* Problem
Gather every line below that contains the word "beach" and copy each one out. Case counts.

Lines excerpted from a collection:

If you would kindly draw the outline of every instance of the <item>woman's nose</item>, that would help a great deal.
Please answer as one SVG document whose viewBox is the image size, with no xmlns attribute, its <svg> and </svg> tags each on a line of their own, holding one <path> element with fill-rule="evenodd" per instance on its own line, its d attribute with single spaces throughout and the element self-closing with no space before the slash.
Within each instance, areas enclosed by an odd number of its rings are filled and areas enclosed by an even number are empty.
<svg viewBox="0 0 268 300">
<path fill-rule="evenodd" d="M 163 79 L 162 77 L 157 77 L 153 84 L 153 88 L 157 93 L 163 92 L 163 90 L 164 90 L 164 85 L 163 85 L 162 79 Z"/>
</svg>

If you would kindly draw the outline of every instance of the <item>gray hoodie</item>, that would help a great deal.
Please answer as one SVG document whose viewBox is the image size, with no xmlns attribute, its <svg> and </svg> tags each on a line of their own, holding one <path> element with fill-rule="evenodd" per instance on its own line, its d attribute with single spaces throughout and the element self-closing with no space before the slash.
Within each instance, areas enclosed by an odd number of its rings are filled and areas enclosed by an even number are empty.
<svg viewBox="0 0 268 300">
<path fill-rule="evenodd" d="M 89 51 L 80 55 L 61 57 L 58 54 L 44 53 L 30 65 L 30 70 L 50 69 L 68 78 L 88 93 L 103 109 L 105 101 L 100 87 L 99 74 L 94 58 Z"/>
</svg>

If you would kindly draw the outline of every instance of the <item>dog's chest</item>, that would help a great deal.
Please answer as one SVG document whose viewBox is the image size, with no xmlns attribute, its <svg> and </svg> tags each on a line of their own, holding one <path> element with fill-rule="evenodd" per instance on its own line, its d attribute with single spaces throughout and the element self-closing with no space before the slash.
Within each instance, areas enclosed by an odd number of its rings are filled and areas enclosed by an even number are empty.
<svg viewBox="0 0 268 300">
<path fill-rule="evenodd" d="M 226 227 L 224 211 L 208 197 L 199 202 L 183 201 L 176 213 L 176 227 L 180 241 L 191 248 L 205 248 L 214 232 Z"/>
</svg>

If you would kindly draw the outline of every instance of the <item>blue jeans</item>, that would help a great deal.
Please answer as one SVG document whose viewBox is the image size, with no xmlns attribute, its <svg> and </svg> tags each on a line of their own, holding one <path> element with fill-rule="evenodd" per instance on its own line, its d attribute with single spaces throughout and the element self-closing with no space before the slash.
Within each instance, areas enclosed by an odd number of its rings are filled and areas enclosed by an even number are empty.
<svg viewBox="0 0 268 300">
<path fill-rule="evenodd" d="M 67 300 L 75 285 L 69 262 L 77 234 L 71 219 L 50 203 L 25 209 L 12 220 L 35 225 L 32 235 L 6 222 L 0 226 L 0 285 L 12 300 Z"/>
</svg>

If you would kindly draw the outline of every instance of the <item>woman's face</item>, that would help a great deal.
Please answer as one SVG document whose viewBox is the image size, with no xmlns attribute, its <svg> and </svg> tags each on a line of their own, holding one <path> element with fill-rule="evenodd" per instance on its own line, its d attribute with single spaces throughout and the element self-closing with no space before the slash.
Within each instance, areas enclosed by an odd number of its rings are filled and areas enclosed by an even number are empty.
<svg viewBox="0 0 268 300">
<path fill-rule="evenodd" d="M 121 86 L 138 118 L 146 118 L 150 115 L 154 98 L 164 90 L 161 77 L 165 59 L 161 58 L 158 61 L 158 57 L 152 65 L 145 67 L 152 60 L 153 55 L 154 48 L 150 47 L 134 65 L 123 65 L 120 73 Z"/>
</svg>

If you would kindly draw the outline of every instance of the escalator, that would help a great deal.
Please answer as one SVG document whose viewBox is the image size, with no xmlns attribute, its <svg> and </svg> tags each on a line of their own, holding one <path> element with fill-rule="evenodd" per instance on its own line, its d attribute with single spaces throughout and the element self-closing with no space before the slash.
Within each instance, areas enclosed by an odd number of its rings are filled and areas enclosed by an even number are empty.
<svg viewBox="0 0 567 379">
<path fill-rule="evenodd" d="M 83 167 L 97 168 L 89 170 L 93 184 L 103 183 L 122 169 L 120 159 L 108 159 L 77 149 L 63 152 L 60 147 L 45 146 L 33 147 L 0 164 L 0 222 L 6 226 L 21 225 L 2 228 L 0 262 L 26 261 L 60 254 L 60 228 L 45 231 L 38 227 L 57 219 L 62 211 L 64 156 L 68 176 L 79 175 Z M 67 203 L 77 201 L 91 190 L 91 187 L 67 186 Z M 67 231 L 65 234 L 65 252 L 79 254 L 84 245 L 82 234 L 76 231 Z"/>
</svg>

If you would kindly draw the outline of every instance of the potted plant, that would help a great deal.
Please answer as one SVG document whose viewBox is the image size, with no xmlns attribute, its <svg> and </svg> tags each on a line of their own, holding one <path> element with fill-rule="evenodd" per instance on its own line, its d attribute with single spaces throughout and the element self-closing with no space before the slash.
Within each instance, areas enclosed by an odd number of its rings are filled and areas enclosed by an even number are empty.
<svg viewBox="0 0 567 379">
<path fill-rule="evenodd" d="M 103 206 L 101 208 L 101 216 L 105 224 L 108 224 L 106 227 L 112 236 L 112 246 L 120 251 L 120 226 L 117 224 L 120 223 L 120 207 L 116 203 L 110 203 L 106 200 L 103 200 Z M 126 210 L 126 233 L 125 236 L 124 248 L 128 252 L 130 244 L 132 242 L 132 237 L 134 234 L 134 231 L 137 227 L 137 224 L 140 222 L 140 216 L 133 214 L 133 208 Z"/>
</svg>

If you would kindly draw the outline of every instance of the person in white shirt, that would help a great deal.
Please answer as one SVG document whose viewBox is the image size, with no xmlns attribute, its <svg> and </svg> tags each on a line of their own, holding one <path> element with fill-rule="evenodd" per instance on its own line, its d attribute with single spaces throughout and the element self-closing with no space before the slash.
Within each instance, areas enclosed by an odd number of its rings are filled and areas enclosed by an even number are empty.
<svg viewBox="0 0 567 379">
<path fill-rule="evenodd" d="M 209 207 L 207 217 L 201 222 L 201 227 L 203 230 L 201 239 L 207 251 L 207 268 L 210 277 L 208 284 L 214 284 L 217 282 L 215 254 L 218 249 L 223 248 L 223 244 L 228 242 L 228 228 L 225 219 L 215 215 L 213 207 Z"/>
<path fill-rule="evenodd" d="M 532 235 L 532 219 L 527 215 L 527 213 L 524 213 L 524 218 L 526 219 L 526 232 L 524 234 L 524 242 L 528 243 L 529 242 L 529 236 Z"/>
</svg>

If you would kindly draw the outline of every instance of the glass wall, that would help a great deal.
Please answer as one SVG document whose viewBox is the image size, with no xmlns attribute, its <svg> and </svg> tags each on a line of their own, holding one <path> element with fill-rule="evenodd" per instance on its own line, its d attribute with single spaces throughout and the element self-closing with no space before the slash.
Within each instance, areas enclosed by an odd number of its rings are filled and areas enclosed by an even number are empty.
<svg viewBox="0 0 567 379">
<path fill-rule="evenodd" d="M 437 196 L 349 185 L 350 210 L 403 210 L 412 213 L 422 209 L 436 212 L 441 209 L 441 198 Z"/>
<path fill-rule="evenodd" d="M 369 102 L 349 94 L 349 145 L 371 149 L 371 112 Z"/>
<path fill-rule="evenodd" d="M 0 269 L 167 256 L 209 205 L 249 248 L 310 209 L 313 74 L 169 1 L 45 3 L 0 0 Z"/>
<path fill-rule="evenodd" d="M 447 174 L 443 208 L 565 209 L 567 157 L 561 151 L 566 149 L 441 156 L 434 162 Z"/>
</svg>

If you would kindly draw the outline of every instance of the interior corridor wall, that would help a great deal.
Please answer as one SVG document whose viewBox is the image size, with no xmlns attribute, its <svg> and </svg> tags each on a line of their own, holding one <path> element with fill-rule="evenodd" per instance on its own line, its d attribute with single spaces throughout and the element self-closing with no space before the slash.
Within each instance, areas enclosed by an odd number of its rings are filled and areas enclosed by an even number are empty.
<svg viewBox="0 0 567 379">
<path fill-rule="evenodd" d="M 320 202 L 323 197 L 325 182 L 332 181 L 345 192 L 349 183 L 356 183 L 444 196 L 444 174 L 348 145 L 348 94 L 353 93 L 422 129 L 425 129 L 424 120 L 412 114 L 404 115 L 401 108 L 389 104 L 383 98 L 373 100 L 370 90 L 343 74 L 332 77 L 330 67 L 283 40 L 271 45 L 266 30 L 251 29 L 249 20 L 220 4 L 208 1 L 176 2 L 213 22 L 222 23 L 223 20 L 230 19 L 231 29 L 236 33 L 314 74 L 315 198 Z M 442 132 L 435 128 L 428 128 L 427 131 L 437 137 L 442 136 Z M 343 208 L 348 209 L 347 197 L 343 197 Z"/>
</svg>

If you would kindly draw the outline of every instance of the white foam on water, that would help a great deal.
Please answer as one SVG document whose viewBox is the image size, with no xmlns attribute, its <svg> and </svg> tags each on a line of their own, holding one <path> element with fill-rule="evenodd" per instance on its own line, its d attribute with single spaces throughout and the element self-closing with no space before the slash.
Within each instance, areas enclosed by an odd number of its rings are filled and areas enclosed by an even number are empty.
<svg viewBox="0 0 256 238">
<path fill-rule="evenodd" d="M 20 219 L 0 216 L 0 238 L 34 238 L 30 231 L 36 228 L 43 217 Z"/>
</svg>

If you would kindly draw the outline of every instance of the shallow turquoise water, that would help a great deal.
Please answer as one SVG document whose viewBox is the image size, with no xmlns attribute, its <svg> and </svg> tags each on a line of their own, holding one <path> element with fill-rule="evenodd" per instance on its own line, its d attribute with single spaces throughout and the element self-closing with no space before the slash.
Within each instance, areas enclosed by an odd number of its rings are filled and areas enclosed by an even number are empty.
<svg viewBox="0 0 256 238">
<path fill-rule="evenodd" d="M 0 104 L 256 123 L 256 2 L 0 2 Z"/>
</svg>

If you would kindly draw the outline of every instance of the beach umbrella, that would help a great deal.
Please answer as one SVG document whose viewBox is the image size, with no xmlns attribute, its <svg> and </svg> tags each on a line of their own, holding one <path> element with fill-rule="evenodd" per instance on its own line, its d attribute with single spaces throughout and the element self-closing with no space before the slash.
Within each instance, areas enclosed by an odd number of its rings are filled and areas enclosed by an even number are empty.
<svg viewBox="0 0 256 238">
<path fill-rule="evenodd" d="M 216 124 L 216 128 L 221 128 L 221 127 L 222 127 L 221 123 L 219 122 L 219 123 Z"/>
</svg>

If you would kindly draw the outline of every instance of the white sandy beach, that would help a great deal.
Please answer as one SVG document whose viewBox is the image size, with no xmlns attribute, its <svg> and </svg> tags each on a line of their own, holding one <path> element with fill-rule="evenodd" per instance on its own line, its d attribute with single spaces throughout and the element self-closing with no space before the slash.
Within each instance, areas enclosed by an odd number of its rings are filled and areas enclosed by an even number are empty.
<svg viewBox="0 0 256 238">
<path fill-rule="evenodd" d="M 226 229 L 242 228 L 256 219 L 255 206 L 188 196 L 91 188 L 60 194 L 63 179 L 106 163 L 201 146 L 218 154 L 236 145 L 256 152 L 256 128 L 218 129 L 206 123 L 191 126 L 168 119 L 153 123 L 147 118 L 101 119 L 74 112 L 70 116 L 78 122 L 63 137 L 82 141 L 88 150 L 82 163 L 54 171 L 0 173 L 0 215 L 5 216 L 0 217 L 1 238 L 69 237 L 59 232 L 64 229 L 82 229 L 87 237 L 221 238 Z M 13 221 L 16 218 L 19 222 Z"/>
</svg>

* Solved exercise
If you would kindly draw the outline of every instance of the beach umbrella, that would help a great deal.
If you would kindly draw the outline of every instance of the white sandy beach, that would help a great deal.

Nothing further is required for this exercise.